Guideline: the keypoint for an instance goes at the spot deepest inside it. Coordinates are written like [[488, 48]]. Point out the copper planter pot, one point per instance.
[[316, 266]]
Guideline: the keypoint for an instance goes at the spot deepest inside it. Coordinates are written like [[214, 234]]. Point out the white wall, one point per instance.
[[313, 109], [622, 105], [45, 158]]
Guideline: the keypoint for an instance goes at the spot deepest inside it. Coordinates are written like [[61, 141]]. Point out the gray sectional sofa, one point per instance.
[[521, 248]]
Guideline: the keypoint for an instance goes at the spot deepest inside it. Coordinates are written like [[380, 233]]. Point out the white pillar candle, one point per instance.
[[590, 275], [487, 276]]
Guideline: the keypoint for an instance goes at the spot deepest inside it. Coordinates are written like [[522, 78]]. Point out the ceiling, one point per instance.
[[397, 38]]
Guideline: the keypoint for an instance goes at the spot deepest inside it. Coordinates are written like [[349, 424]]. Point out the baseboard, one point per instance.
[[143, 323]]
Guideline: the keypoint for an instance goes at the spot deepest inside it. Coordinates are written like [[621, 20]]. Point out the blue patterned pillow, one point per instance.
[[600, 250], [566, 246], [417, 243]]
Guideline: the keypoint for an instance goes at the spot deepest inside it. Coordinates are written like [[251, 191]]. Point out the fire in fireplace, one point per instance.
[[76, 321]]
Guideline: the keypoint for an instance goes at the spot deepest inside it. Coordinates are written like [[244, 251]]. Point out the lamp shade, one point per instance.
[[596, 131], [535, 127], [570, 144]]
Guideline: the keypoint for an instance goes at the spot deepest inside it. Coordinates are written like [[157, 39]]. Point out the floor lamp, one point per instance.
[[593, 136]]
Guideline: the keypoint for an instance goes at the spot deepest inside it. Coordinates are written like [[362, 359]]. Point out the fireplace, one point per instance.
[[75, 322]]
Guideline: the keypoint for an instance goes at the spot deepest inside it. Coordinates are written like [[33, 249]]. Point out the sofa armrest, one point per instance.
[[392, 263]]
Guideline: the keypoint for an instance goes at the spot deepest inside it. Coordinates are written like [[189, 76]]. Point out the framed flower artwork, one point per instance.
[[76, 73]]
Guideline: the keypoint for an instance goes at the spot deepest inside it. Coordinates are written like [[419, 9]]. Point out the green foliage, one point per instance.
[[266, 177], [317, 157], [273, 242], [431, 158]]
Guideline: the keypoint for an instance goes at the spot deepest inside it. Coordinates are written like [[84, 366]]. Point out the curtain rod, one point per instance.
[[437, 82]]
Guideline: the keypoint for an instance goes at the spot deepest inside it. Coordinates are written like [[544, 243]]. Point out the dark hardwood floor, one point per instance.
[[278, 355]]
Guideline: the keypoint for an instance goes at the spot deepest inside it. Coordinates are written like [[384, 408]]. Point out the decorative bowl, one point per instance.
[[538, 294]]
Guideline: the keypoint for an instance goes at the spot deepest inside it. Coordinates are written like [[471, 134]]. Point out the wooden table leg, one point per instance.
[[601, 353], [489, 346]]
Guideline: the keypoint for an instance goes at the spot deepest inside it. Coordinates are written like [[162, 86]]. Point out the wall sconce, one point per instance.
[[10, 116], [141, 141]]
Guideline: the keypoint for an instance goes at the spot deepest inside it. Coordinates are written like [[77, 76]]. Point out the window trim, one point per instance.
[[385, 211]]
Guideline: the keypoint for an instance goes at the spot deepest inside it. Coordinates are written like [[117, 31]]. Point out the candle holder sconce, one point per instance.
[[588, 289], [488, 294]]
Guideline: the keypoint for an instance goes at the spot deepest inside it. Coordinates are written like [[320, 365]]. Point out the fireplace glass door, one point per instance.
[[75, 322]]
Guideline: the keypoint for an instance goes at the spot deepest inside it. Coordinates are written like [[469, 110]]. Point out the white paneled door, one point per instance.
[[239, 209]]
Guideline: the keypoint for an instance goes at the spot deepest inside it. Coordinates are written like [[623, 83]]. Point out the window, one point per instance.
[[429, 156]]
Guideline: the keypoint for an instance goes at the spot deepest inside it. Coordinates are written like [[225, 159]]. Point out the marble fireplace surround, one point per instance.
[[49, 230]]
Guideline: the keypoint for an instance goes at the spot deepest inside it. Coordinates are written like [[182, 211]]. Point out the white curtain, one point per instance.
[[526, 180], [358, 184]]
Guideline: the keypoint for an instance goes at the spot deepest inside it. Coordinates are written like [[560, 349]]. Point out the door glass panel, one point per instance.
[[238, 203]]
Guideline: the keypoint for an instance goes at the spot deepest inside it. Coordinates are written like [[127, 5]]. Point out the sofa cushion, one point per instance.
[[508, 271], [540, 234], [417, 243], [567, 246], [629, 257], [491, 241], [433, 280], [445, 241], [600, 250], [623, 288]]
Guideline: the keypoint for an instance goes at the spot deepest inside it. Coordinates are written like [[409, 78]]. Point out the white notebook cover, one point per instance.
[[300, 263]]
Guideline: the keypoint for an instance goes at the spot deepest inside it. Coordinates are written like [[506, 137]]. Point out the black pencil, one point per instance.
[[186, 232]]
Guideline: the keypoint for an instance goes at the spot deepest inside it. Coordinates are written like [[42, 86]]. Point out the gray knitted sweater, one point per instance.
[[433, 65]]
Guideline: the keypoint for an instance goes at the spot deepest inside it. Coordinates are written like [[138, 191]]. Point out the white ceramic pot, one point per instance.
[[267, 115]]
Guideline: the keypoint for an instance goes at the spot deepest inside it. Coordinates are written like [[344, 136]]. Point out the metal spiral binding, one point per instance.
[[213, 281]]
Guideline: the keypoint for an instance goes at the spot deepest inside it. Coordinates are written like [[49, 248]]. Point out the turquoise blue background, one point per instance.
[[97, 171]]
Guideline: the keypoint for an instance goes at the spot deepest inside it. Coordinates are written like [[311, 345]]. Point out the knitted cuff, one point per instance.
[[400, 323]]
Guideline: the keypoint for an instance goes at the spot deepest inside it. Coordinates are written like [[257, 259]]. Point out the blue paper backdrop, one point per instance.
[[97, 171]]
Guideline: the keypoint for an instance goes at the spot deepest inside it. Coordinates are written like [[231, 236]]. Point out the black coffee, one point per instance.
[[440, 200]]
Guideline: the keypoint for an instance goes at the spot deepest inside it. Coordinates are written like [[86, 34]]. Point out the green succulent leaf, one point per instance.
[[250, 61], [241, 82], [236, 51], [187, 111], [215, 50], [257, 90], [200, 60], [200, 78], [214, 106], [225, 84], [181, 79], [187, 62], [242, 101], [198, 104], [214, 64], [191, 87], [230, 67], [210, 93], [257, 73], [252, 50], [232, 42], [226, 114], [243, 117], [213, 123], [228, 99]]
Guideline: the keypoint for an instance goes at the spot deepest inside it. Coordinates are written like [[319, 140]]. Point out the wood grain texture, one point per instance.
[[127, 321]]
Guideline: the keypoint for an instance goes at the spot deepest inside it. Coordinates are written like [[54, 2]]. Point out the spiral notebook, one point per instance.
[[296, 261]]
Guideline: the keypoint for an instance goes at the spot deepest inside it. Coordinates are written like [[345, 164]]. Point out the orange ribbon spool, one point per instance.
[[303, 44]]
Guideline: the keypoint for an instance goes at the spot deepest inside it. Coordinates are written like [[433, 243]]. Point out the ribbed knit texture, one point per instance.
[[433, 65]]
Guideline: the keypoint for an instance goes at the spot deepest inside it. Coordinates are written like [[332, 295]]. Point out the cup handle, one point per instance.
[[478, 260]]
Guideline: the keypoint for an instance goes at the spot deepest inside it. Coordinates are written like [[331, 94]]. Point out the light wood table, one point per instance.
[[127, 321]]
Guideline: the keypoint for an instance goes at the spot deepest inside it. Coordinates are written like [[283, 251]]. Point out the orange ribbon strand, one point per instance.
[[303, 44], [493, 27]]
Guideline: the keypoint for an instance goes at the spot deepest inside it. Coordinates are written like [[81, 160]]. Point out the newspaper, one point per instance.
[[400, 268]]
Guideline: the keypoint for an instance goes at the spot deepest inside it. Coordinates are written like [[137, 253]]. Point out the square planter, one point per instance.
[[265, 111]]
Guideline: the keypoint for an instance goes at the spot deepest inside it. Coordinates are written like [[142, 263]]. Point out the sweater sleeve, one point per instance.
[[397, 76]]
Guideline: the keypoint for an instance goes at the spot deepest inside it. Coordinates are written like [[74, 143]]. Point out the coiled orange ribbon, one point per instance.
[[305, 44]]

● **Brief**
Format the records, from the start through the line containing "[[316, 266]]", as a two-column CSV with the headers input and output. Use one row per record, put each field in quotation marks, and replace any line breaks with spaces.

● **Answer for this exercise**
input,output
"Guideline: the keypoint for an instance goes at the spot deepest inside it. Coordinates are written like [[488, 48]]. Point out the copper planter pot, one point per instance.","[[316, 266]]"